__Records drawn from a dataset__
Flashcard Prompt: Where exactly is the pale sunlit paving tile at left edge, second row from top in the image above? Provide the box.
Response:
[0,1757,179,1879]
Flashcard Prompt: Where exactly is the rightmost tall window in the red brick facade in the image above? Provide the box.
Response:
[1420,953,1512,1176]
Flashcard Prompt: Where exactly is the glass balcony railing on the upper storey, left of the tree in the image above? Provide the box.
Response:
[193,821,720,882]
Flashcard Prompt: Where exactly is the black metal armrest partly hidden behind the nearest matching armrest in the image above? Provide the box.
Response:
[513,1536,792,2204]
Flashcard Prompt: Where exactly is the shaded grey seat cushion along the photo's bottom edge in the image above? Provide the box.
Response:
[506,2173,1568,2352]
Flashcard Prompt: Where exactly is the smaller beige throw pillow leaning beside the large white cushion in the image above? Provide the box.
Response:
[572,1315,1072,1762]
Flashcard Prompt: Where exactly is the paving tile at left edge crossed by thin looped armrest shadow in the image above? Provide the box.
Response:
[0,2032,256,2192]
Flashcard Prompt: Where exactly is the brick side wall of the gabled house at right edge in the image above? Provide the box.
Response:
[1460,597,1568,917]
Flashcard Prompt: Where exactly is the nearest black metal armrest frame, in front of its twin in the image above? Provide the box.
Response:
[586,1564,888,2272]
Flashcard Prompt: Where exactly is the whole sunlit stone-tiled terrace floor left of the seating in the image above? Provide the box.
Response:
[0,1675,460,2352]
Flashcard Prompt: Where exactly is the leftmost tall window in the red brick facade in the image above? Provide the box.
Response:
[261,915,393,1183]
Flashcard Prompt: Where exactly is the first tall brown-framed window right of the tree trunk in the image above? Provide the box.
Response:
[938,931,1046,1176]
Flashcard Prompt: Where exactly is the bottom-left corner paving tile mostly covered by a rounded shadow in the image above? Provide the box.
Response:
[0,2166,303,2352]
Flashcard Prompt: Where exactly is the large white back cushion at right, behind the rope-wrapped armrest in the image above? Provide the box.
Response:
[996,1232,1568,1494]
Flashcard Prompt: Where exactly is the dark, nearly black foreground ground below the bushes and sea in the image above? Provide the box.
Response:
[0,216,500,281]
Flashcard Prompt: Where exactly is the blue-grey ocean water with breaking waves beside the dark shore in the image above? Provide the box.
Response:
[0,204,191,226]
---
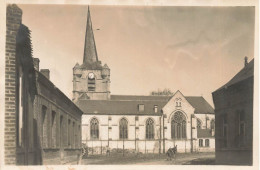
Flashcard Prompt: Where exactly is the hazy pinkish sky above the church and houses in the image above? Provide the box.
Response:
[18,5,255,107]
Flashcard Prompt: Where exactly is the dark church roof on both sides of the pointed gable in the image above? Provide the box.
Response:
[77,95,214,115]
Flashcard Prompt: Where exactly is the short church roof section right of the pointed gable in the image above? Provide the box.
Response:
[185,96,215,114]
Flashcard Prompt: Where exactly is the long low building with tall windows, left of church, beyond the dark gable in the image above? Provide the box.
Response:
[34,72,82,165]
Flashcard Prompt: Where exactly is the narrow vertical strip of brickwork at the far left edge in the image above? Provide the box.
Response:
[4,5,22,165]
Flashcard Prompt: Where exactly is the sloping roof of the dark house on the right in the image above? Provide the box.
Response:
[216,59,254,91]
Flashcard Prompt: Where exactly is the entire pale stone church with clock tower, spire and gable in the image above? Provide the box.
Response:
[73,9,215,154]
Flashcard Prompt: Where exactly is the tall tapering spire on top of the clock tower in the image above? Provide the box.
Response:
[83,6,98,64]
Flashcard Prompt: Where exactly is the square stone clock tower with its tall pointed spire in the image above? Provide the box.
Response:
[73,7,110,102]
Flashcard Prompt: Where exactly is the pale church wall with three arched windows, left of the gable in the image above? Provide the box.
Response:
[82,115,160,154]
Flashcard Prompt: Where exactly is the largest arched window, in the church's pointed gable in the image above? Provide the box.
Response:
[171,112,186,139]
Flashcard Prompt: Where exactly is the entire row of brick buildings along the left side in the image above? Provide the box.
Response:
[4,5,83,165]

__Exercise brief__
Counting every line of the entries that holds the word "along", report the total and no other text.

__Written answer__
2